Passage provided:
┄┄┄┄┄┄┄┄┄┄
By Rachael Myers Lowe
(December 20, 2004) - Timing is critical. That"s the conclusion of researchers investigating cancer therapies that combine radiation with drugs that limit a tumor"s ability to grow new blood vessels.
Despite promising tests in laboratory animals, anti-angiogenesis drugs have shown mixed results in slowing tumor growth in humans. It"s been necessary to combine such agents with either chemotherapy or radiation to get good anti-tumor results. Dr. Rakesh K. Jain, from the Steele Laboratory for Tumor Biology at Massachusetts General Hospital in Boston, and colleagues, sought to better understand why this is. They have published their findings in the December 20 issue of Cancer Cell.
Tumors need new blood vessels to grow. But while the process of blood vessel growth in normal tissue is orderly, in tumors, it is chaotic and uneven, and the resulting web of new blood vessels has areas of weakness. The delivery of oxygen and nutrients to the tumor is uneven. In the same way, delivery of chemotherapy drugs or cell-damaging radiation induced free-radicals to the tumor is uneven too.
Anti-angiogenic drugs tend to weed out a tumor"s poorly performing blood vessels and, for a short time anyway, direct resources to shoring up growth of stronger blood vessels. After the drug is administered there"s a period of time when a tumor enjoys an improved quality of mature blood vessels better able to deliver oxygen, nutrients, and, paradoxically, anti-tumor therapies to the tumor. This period of time is called the "normalization window."
┄┄┄┄┄┄┄┄┄┄
[Natural language region descriptions]
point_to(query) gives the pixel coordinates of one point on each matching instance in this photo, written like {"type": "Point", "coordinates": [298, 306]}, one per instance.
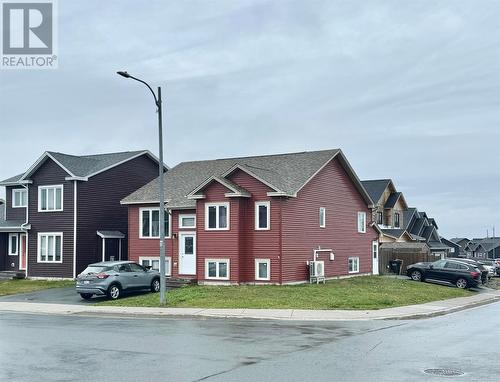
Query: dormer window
{"type": "Point", "coordinates": [50, 198]}
{"type": "Point", "coordinates": [19, 198]}
{"type": "Point", "coordinates": [396, 220]}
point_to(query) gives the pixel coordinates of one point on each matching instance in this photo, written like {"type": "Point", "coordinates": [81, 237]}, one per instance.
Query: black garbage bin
{"type": "Point", "coordinates": [395, 266]}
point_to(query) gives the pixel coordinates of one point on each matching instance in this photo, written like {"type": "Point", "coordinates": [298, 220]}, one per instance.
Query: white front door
{"type": "Point", "coordinates": [375, 257]}
{"type": "Point", "coordinates": [187, 253]}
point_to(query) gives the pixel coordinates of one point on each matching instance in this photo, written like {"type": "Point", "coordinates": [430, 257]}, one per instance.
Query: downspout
{"type": "Point", "coordinates": [23, 227]}
{"type": "Point", "coordinates": [74, 227]}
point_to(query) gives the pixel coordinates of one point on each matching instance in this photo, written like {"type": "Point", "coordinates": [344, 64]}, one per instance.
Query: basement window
{"type": "Point", "coordinates": [353, 264]}
{"type": "Point", "coordinates": [217, 269]}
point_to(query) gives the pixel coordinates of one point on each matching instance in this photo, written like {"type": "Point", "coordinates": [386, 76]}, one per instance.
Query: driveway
{"type": "Point", "coordinates": [65, 295]}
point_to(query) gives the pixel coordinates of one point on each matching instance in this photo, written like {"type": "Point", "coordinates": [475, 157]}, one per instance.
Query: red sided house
{"type": "Point", "coordinates": [65, 212]}
{"type": "Point", "coordinates": [256, 219]}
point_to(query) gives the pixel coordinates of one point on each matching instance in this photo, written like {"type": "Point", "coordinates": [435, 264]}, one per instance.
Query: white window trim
{"type": "Point", "coordinates": [257, 262]}
{"type": "Point", "coordinates": [182, 216]}
{"type": "Point", "coordinates": [363, 229]}
{"type": "Point", "coordinates": [399, 220]}
{"type": "Point", "coordinates": [47, 187]}
{"type": "Point", "coordinates": [168, 269]}
{"type": "Point", "coordinates": [217, 269]}
{"type": "Point", "coordinates": [207, 205]}
{"type": "Point", "coordinates": [167, 234]}
{"type": "Point", "coordinates": [266, 203]}
{"type": "Point", "coordinates": [10, 244]}
{"type": "Point", "coordinates": [357, 264]}
{"type": "Point", "coordinates": [322, 224]}
{"type": "Point", "coordinates": [19, 190]}
{"type": "Point", "coordinates": [39, 252]}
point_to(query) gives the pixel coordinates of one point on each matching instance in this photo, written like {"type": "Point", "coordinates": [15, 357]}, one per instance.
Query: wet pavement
{"type": "Point", "coordinates": [76, 348]}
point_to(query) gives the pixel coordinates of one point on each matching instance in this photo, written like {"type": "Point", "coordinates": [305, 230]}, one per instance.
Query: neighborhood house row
{"type": "Point", "coordinates": [258, 219]}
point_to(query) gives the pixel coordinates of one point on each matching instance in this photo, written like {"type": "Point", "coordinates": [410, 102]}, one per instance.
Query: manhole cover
{"type": "Point", "coordinates": [444, 372]}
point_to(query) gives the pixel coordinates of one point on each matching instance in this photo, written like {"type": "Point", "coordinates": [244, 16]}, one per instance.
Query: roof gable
{"type": "Point", "coordinates": [376, 187]}
{"type": "Point", "coordinates": [80, 167]}
{"type": "Point", "coordinates": [286, 174]}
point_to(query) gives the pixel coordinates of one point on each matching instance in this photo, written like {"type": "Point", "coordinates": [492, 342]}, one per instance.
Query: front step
{"type": "Point", "coordinates": [9, 275]}
{"type": "Point", "coordinates": [177, 283]}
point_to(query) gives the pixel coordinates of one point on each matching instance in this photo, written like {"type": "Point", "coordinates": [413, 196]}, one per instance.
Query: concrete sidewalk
{"type": "Point", "coordinates": [405, 312]}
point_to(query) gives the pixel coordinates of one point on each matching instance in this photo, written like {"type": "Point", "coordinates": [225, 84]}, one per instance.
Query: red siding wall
{"type": "Point", "coordinates": [218, 244]}
{"type": "Point", "coordinates": [293, 236]}
{"type": "Point", "coordinates": [256, 244]}
{"type": "Point", "coordinates": [334, 190]}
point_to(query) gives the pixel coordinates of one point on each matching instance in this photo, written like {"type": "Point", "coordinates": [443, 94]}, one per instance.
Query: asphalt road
{"type": "Point", "coordinates": [77, 348]}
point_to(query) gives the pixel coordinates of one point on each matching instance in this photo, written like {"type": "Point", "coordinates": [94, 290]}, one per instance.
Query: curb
{"type": "Point", "coordinates": [411, 312]}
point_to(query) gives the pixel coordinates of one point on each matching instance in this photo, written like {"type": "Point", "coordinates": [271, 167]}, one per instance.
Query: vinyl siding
{"type": "Point", "coordinates": [99, 208]}
{"type": "Point", "coordinates": [13, 213]}
{"type": "Point", "coordinates": [49, 173]}
{"type": "Point", "coordinates": [333, 189]}
{"type": "Point", "coordinates": [257, 244]}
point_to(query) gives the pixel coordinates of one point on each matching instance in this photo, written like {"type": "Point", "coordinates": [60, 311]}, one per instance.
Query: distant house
{"type": "Point", "coordinates": [389, 211]}
{"type": "Point", "coordinates": [404, 232]}
{"type": "Point", "coordinates": [2, 210]}
{"type": "Point", "coordinates": [64, 212]}
{"type": "Point", "coordinates": [259, 219]}
{"type": "Point", "coordinates": [462, 242]}
{"type": "Point", "coordinates": [425, 229]}
{"type": "Point", "coordinates": [483, 248]}
{"type": "Point", "coordinates": [454, 249]}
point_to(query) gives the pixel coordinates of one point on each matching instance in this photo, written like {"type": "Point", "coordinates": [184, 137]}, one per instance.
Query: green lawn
{"type": "Point", "coordinates": [24, 286]}
{"type": "Point", "coordinates": [369, 292]}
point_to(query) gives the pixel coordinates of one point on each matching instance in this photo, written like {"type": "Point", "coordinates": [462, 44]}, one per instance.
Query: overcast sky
{"type": "Point", "coordinates": [408, 90]}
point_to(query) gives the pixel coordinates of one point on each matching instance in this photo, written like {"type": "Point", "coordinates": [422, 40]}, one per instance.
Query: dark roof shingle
{"type": "Point", "coordinates": [285, 173]}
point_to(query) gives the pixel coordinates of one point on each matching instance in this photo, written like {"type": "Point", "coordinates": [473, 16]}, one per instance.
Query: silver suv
{"type": "Point", "coordinates": [111, 278]}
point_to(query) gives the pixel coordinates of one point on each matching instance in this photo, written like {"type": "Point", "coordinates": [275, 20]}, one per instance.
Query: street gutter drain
{"type": "Point", "coordinates": [444, 372]}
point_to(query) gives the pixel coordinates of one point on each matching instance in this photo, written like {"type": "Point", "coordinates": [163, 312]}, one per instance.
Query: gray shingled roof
{"type": "Point", "coordinates": [88, 164]}
{"type": "Point", "coordinates": [13, 179]}
{"type": "Point", "coordinates": [84, 165]}
{"type": "Point", "coordinates": [393, 232]}
{"type": "Point", "coordinates": [407, 217]}
{"type": "Point", "coordinates": [375, 188]}
{"type": "Point", "coordinates": [392, 199]}
{"type": "Point", "coordinates": [285, 173]}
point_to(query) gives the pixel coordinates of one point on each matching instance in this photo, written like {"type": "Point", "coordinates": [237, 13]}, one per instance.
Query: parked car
{"type": "Point", "coordinates": [484, 271]}
{"type": "Point", "coordinates": [111, 278]}
{"type": "Point", "coordinates": [456, 272]}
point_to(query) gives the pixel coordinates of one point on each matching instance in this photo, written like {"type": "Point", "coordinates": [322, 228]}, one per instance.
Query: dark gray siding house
{"type": "Point", "coordinates": [64, 212]}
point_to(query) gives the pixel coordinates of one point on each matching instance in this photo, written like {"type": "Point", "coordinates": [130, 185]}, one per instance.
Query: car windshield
{"type": "Point", "coordinates": [93, 270]}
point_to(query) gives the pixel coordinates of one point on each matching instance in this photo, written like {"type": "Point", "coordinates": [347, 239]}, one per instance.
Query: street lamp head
{"type": "Point", "coordinates": [123, 74]}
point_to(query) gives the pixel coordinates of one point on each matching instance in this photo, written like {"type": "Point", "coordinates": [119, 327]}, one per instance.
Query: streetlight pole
{"type": "Point", "coordinates": [163, 291]}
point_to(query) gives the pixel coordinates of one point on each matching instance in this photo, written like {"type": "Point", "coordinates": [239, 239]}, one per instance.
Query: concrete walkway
{"type": "Point", "coordinates": [406, 312]}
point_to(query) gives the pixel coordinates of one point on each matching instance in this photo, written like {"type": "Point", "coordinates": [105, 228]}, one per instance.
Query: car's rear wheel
{"type": "Point", "coordinates": [461, 283]}
{"type": "Point", "coordinates": [416, 275]}
{"type": "Point", "coordinates": [155, 286]}
{"type": "Point", "coordinates": [114, 291]}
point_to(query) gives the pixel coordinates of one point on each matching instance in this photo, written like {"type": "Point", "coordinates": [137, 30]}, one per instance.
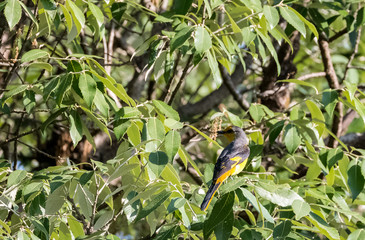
┄┄┄┄┄┄┄┄┄┄
Requirement: Name each thing that the article on tumor blood vessels says is delivered unevenly to a tumor. The listing comes from a separate source, unrelated to the article.

Finished exercise:
- Oxygen
- Nutrients
- Chemotherapy drugs
- Cell-damaging radiation induced free-radicals